--- WHAT YOU HAVE TO DO ---
Give everything from the line containing "One point marks each instance of the black gloves" down through the last of the lines below as a two-column CSV with the headers line and answer. Put the text of each such line and its answer in one row, each in a single quoted field, with line breaks changed to spaces.
***** DATASET ROWS *****
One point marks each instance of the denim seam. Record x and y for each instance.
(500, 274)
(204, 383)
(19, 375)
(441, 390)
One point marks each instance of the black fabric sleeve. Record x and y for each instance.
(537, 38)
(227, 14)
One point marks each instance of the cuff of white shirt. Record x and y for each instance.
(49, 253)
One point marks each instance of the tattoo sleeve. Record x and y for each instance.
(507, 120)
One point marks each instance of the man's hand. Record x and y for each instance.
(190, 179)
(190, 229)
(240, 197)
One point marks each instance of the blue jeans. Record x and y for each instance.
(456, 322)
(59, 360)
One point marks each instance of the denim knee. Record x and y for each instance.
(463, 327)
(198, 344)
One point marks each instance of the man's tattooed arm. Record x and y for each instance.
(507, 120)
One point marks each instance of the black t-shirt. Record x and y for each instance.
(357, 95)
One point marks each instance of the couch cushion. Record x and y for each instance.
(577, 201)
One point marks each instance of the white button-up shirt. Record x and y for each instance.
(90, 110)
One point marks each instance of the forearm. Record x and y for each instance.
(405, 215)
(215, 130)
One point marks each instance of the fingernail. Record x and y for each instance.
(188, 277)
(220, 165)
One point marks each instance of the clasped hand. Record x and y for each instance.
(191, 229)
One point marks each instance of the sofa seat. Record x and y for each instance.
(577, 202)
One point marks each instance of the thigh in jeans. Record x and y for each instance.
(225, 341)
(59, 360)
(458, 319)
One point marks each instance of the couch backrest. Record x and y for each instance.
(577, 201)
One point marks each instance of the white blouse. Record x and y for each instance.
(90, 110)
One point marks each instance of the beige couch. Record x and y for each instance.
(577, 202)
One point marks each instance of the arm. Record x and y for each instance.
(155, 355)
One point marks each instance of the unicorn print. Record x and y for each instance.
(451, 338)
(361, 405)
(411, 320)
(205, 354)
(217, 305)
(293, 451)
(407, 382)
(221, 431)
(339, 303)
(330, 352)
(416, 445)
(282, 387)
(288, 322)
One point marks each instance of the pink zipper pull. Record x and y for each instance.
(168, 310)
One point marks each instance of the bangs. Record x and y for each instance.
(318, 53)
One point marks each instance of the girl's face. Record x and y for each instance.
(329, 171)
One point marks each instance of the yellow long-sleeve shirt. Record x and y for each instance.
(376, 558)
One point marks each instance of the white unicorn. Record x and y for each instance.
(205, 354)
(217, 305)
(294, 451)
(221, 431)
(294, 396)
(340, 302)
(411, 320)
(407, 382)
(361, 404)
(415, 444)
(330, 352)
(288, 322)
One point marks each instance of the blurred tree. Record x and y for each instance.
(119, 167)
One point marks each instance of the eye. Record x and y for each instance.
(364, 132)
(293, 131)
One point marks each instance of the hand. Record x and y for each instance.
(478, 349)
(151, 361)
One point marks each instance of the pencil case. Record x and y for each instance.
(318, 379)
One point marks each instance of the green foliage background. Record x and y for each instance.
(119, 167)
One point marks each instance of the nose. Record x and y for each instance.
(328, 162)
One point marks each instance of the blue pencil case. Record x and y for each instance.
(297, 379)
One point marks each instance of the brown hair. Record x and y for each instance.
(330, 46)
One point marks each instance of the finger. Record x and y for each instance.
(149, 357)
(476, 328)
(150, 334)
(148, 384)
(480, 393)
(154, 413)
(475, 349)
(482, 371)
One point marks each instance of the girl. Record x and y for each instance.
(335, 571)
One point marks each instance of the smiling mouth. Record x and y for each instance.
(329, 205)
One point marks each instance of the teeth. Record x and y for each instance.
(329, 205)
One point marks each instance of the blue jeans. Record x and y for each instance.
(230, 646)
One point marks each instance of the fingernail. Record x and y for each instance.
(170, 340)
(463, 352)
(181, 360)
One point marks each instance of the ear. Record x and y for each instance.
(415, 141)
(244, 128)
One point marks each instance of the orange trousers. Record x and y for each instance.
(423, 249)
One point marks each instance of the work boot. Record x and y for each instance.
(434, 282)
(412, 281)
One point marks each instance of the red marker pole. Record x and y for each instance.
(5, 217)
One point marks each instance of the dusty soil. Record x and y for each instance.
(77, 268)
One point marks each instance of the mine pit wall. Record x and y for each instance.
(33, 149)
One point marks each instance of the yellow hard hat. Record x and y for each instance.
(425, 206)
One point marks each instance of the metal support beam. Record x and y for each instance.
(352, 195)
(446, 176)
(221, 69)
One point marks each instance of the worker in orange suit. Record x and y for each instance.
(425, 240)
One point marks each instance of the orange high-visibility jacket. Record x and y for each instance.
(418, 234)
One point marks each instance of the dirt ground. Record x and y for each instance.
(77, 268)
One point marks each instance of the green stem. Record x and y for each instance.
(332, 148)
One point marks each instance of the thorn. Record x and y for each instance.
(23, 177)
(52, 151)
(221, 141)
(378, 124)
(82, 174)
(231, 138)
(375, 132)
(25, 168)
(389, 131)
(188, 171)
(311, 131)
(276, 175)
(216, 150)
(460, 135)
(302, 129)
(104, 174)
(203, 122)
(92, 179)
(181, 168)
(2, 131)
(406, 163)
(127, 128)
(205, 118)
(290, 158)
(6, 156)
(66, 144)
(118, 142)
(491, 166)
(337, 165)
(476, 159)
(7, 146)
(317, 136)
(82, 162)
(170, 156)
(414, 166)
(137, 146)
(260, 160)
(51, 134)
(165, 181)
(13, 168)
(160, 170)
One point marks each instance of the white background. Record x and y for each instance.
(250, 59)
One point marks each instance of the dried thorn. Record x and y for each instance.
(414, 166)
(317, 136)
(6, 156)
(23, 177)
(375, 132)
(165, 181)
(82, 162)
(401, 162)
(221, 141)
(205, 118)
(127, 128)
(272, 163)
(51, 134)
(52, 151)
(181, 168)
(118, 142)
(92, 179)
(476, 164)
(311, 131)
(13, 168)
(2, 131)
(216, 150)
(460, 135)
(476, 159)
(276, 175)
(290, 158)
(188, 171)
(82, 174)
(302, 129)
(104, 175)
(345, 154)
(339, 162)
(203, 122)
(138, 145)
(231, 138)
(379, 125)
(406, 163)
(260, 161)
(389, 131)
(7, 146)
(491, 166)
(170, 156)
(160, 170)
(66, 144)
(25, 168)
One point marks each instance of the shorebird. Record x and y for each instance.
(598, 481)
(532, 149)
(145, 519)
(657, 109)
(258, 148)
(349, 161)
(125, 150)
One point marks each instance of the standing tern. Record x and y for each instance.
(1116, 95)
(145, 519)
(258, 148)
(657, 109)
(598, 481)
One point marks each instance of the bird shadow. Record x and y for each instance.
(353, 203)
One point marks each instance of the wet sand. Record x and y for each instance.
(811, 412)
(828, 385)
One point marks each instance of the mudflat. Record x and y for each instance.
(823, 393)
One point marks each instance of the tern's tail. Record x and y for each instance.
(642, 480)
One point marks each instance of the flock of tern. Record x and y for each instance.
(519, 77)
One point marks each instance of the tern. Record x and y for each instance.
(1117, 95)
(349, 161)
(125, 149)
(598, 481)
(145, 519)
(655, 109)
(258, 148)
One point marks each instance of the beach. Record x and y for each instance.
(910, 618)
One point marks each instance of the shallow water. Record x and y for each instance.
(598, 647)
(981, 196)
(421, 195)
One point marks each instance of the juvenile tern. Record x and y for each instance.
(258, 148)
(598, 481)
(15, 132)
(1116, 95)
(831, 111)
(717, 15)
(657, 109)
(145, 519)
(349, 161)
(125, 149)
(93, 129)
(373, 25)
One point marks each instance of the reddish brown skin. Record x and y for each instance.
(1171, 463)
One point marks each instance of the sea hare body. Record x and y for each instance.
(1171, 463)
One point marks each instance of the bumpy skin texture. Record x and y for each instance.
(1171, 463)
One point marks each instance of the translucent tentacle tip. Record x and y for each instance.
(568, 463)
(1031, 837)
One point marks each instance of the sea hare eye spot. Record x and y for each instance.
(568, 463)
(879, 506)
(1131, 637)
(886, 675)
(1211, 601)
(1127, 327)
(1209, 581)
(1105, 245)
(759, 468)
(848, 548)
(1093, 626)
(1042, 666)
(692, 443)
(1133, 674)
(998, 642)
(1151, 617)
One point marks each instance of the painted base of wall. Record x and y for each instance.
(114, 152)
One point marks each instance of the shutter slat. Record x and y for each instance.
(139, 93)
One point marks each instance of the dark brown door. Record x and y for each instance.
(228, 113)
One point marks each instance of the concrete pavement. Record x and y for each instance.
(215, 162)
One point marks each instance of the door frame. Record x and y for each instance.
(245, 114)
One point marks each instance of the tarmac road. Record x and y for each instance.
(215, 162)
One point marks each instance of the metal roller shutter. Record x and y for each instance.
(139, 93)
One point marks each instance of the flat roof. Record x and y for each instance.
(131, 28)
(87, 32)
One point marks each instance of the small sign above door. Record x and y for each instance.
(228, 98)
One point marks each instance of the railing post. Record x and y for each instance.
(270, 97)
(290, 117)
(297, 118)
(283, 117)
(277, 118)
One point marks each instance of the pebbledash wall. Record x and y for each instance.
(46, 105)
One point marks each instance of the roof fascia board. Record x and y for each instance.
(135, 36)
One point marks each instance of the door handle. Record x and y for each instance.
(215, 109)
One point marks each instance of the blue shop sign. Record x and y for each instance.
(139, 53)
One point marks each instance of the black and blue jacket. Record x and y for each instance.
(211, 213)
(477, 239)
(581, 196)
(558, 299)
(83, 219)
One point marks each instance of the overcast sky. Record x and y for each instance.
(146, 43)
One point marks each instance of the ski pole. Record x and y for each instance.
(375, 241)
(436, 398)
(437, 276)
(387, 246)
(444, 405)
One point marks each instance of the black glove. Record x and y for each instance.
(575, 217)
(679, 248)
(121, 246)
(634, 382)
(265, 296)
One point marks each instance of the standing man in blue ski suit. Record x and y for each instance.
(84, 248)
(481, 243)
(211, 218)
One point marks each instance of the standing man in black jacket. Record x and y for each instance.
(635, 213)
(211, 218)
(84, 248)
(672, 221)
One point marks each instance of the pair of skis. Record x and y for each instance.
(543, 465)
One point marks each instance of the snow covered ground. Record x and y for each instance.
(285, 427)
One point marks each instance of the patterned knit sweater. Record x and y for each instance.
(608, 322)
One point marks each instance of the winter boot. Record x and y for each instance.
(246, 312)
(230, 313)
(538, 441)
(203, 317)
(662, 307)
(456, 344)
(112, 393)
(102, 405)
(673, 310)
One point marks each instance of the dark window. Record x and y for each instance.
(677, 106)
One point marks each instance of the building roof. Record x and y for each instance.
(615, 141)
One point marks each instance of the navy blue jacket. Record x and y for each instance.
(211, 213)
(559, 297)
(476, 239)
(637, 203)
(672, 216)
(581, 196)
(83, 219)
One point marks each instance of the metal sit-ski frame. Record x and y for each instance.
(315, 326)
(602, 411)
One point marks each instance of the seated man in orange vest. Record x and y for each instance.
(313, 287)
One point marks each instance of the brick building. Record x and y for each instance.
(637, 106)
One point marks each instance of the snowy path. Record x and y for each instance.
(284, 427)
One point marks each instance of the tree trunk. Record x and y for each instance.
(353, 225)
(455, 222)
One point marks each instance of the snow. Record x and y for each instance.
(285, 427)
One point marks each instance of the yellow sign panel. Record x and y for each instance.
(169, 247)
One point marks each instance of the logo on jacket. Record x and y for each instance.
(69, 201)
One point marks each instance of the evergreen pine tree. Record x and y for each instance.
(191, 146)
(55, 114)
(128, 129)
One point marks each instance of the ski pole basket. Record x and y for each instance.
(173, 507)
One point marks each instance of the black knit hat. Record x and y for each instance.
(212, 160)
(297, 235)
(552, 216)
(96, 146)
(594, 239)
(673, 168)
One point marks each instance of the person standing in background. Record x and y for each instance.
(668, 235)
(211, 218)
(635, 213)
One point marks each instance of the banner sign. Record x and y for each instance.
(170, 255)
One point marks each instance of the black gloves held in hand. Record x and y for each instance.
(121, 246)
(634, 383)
*****
--- ANSWER BELOW ---
line,answer
"One point marks each instance of the black gloves held in hand. Record x and y for each instance.","(121, 246) (634, 383)"